* _Exercise text_:

People are being warned about the risks associated with 'flat-faced' dog breeds.
It comes after a recent seizure by a local authority of 17 dogs from an illegal puppy farm.
Dogs Trust Ireland says the French Bulldogs, Pugs and Cavalier King Charles Spaniels are just some of the brachycephalic breeds which have risen in popularity in recent years.
It is warning that French Bulldogs are susceptible to multiple conditions due to the way they've been bred - which can result in severe breathing difficulties.
The charity was asked to assist by taking in the dogs.
On examination, it was discovered one of them needed surgery to widen her nostrils to allow her to breathe more comfortably.
Another, called Prudy, had been excessively bred from.
Scar tissue showed evidence that she had undergone Caesarean sections, which is another risk associated with breeding French Bulldogs.
The charity said it also had to cover the cost for neutering 12 of the 17 dogs.
Niamh Curran-Kelly is veterinary and welfare manager at Dogs Trust Ireland.
She said: "Due to their large heads and broad chests, it can be common for these puppies not to fit through the birth canal and the mum has to undergo a C-section to deliver them.
"In addition, these breeds are often afflicted with a condition called Brachycephalic Airway Obstruction Syndrome or BOAS as its more commonly known.
"To put this in context, it can be akin to hiking up a mountain while trying to breathe through a straw.
"Brachycephalic breeds can endure all sorts of medical issues over the course of their life, resulting in a poorer quality of life for the dog, and high veterinary bills for their owner."
She added: "We understand that people buying these breeds may be totally unaware of their potential suffering - so we are pleading with anybody considering a flat faced dog to please speak to their local vet first."

* _Exercise instructions_:
- 1) In the flat-faced dog article, how many of the 17 seized dogs did the charity have to pay to neuter?
- 2) Please print everything in the flat-faced dog article from "Niamh Curran-Kelly is" down to "through a straw.".

* _Supplied data_:

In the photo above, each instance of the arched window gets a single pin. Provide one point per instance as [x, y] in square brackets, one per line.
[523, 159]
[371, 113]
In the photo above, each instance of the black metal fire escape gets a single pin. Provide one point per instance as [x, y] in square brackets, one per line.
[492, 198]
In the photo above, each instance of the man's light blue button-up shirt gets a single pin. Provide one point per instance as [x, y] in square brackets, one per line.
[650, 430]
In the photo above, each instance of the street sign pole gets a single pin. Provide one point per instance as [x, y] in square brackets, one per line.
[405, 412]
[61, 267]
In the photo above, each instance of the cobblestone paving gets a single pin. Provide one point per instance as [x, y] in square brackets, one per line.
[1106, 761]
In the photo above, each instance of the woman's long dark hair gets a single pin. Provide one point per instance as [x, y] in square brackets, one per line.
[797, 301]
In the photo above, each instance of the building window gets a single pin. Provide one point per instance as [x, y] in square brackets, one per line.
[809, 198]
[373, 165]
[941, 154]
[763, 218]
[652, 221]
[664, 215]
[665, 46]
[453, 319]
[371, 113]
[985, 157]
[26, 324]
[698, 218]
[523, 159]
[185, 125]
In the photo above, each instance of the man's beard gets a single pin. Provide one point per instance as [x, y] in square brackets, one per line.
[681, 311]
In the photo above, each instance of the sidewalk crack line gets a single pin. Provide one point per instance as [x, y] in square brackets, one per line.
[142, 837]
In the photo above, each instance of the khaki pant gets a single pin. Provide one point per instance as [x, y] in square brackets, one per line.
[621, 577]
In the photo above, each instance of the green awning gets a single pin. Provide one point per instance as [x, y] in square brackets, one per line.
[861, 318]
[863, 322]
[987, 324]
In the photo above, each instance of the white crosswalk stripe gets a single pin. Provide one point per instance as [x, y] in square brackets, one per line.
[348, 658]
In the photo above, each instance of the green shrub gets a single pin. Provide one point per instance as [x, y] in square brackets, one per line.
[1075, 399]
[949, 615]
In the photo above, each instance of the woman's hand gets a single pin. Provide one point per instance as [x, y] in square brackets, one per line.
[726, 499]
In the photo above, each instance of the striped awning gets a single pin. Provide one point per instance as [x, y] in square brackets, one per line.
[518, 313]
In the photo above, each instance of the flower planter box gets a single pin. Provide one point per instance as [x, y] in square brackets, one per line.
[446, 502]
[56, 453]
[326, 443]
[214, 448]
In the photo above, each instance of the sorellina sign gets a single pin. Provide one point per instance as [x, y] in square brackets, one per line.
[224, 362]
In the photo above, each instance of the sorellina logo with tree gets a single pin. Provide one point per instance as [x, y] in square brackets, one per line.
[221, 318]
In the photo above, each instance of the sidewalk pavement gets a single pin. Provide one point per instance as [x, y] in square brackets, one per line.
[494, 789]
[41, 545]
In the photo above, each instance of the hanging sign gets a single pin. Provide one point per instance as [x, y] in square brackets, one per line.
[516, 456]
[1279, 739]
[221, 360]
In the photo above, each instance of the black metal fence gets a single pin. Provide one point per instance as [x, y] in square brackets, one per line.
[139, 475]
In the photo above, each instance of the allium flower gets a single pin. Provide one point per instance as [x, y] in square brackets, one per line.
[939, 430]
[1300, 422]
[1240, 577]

* _Answers for each item_:
- 1) 12 of the 17 dogs.

- 2)
Niamh Curran-Kelly is veterinary and welfare manager at Dogs Trust Ireland.
She said: "Due to their large heads and broad chests, it can be common for these puppies not to fit through the birth canal and the mum has to undergo a C-section to deliver them.
"In addition, these breeds are often afflicted with a condition called Brachycephalic Airway Obstruction Syndrome or BOAS as its more commonly known.
"To put this in context, it can be akin to hiking up a mountain while trying to breathe through a straw.